## Task
Locate every line in the data below that contains the string "dark" and copy each one out. Case counts.

## Material provided
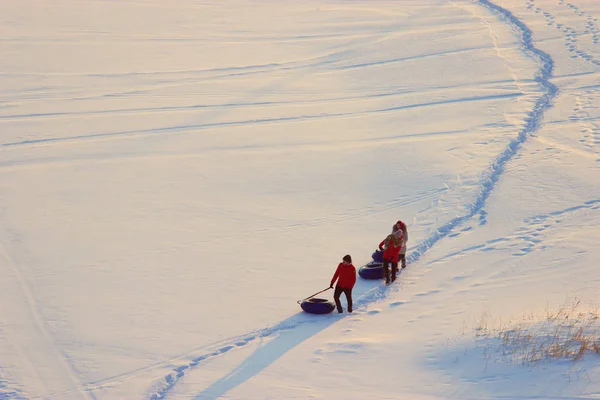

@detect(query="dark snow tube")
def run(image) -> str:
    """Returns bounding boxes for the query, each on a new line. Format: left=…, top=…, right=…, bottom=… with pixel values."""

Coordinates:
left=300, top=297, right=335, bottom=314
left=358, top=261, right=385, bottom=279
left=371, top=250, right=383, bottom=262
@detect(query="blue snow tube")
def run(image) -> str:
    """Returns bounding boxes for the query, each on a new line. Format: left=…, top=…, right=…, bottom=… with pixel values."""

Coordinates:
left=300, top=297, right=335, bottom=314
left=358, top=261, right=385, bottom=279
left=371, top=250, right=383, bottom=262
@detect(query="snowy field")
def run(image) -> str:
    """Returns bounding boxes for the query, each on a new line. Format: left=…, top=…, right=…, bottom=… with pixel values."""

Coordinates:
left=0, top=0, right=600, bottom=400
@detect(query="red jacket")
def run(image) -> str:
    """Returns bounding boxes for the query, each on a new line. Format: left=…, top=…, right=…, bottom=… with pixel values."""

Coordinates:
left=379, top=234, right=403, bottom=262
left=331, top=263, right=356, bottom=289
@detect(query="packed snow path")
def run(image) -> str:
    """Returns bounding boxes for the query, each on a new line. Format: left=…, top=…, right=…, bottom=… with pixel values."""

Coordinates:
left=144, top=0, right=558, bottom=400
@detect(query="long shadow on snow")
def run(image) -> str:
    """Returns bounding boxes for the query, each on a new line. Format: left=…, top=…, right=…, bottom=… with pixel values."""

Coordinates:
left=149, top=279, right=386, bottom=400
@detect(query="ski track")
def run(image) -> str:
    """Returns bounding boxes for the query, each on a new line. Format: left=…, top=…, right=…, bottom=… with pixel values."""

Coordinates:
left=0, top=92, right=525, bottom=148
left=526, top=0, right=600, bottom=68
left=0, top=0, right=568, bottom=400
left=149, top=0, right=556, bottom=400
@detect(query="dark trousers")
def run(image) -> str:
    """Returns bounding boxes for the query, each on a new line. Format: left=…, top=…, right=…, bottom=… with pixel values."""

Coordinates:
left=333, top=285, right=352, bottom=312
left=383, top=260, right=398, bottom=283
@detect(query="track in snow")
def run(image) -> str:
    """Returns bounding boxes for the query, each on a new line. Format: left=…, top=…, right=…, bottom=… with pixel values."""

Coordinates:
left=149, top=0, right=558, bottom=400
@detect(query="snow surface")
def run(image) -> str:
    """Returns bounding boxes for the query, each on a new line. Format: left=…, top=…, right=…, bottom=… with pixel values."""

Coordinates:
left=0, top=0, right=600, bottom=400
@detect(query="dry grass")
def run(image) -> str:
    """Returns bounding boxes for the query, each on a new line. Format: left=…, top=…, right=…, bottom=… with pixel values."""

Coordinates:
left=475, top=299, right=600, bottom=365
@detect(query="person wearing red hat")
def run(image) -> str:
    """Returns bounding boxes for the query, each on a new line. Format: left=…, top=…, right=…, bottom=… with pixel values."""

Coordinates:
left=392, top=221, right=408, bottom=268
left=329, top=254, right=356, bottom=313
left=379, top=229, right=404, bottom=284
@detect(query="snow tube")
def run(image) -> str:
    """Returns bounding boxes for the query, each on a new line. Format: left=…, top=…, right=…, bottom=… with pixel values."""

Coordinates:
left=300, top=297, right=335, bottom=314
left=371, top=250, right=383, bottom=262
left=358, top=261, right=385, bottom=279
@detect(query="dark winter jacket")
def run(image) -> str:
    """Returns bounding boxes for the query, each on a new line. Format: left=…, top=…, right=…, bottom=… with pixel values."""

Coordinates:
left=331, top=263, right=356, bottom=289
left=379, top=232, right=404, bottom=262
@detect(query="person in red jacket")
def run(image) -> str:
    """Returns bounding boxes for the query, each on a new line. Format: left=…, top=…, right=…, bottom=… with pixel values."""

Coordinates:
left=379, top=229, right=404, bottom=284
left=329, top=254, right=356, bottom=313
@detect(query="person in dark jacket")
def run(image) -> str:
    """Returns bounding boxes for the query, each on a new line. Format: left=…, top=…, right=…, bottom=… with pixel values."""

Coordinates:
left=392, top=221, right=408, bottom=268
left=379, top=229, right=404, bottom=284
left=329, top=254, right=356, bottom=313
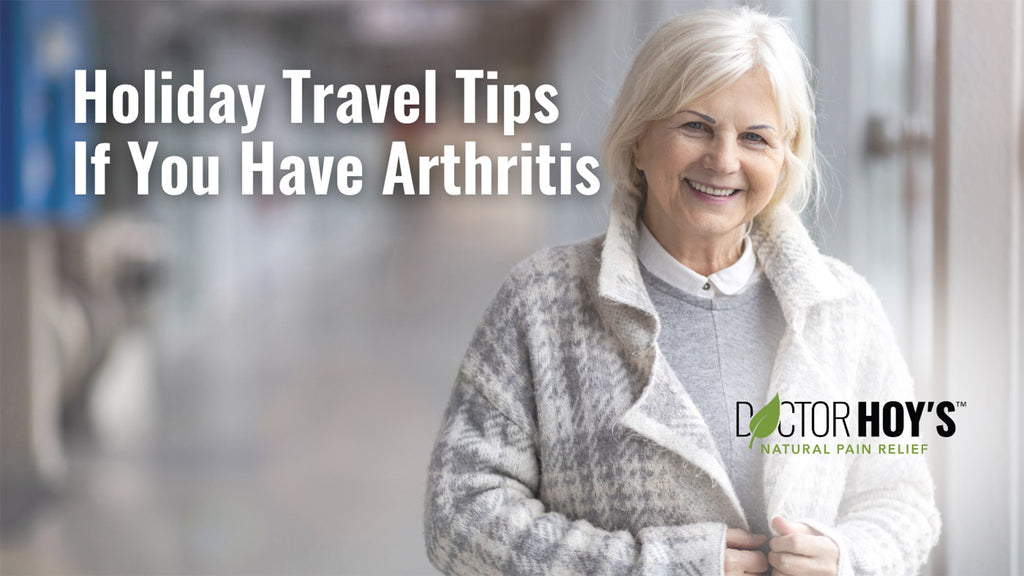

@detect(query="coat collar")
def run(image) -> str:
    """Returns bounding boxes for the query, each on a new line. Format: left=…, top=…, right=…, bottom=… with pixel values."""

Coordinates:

## Problem solution
@detect(query="dark snow tube")
@detect(query="dark trousers")
@detect(query="dark winter jacket")
@detect(query="person in dark jacket")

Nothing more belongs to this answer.